In the text on Philadelphia's manufacturing history, how many Philadelphia companies produced textiles at the turn of the 20th century?

_Excerpt to read_.
★ ★ ★
Today it brings to mind cheesesteaks, Rocky, and a certain NHL mascot you either love or hate. But a century ago, Philadelphia was known for something else entirely: Manufacturing.
From roughly 1880 through the 1920s, ships, yarn and just about everything in between were made on the banks of the Schuylkill and Delaware rivers and in newly-formed neighborhoods like Kensington, Manayunk, and Germantown. Our founder Edward J. Cohen was in the mix. From his horse-drawn carriage on Philly’s dusty streets, Cohen’s paper goods business laid the groundwork for what is now Acme Corrugated Box.
Today, few traces of Philly’s manufacturing heyday remain – but we do. Acme Corrugated Box is proud to be a third-generation manufacturing company in the Philadelphia region, which was once called the “Workshop of the World.” We only wish more people knew about our city’s rich manufacturing history. So kick back, grab the nearest cheesesteak (wiz wit or witout!) and enjoy this high-level look at Philadelphia’s industrial past.
FROM EXPERIMENT TO EPICENTER
Philadelphia was famously founded by English Quaker William Penn, who envisioned religious freedom and public parks as defining features of his experimental colony. So how did Penn’s carefully-planned “greene country towne” become a manufacturing mecca? We wondered the same – and did some digging.
As it turns out, the City of Brotherly Love’s manufacturing rise was largely a stroke of luck. As the Encyclopedia of Greater Philadelphia puts it, “…no single invention, businessperson, event, or circumstance can be designated as a prime mover.” Rather, “thousands of initiatives” set the stage: A high number of skilled laborers. The arrival of more than one million immigrants between 1870 and 1900. Rail and water infrastructure that made Philly a logical setting for oil refineries. Growing demand for custom goods. By 1910, “Workshop of the World” was a phrase used far and wide to describe Philadelphia’s manufacturing prowess.
THE CITY’S STRENGTH
Something that distinguished Philadelphia from other manufacturing cities was its product diversity. An astounding seven hundred Philadelphia companies produced textiles at the turn of the 20th century – yet textile employees represented just a quarter of the city’s industrial workers. Pyrex Glassware, Mack Trucks, Bluestar Stoves, Woolrich Outdoor Clothing, Stetson Hats – these are just some of the enduring brands that got their start in Philadelphia, most in the 1800s.
★ ★ ★
_Items_.
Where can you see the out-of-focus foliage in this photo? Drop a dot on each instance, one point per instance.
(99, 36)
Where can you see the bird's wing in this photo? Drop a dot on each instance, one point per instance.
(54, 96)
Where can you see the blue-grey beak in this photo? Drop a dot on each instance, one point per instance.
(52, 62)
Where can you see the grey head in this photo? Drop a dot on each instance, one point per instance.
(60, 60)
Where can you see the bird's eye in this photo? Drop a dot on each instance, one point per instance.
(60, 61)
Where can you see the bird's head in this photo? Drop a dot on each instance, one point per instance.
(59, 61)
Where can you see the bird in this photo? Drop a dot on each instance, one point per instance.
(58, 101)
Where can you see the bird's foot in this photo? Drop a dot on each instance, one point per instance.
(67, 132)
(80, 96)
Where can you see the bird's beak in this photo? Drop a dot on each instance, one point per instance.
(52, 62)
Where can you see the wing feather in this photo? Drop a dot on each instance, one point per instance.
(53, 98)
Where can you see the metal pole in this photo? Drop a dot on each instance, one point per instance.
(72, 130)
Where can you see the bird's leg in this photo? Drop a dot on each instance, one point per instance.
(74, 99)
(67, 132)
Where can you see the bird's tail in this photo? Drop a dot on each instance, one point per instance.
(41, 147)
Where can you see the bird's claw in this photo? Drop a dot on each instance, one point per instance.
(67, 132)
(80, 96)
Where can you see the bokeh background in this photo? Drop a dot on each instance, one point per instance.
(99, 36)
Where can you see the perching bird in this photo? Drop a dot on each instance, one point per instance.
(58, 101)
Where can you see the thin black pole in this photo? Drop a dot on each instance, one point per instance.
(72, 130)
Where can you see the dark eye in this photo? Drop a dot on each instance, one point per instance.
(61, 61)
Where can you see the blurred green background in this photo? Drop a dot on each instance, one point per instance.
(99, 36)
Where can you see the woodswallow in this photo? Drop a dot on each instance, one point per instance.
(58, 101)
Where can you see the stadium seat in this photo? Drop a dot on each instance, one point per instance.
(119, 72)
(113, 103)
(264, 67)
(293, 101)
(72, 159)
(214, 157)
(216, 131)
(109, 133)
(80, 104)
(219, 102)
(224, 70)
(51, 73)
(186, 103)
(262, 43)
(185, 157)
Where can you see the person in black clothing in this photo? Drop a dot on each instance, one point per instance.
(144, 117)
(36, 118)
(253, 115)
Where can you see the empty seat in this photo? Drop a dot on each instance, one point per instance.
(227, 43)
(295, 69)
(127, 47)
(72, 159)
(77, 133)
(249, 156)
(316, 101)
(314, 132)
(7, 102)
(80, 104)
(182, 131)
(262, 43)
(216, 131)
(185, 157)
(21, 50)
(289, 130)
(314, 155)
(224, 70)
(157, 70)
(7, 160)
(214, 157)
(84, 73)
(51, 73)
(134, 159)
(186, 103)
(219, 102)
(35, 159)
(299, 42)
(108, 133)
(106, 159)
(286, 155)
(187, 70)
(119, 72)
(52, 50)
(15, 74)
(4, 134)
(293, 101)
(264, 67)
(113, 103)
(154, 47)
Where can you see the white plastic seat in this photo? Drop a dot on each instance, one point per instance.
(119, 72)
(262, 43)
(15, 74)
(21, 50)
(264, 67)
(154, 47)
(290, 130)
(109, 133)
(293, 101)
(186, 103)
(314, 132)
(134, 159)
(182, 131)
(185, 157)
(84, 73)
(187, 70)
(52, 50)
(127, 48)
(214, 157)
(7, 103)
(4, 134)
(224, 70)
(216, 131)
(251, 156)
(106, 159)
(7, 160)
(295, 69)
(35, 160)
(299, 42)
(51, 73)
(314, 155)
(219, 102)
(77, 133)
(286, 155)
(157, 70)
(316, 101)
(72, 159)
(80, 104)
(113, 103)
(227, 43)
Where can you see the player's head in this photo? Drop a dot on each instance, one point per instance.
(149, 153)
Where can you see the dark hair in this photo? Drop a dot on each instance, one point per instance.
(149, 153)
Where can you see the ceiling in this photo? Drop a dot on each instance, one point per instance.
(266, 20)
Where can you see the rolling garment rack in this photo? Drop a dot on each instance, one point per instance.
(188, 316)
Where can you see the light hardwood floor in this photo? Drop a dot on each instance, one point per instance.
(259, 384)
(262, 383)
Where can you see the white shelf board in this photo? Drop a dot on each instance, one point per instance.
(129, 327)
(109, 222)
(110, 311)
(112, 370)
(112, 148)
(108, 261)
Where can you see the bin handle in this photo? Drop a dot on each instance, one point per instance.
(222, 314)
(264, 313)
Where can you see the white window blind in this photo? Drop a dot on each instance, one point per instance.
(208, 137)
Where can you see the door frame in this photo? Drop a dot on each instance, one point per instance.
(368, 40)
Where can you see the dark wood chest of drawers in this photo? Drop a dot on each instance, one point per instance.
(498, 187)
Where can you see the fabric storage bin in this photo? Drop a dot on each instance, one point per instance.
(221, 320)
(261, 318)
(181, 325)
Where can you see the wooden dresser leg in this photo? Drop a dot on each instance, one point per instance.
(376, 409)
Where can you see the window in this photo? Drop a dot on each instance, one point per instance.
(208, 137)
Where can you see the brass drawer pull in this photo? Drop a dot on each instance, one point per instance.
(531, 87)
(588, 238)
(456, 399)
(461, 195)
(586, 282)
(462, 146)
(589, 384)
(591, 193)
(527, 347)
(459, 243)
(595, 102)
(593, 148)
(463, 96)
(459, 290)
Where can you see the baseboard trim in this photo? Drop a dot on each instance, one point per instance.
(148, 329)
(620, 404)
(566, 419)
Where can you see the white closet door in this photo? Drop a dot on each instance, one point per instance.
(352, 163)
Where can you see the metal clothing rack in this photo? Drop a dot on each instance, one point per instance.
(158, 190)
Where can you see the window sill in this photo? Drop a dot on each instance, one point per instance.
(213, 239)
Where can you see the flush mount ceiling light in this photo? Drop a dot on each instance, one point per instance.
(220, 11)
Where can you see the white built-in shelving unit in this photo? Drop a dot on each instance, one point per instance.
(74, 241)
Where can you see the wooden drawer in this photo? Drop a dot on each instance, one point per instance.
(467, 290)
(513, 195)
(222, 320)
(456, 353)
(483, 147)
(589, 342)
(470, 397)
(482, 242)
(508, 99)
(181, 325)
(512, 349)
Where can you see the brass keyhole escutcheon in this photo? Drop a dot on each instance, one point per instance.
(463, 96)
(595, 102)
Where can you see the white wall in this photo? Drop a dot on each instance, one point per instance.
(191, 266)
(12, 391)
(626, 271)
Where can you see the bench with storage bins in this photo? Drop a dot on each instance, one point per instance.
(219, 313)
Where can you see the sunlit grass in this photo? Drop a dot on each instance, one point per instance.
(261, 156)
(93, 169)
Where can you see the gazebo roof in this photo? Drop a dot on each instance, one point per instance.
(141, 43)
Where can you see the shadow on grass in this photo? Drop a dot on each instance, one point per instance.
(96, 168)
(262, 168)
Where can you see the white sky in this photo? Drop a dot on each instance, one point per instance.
★ ★ ★
_Result_. Seven hundred.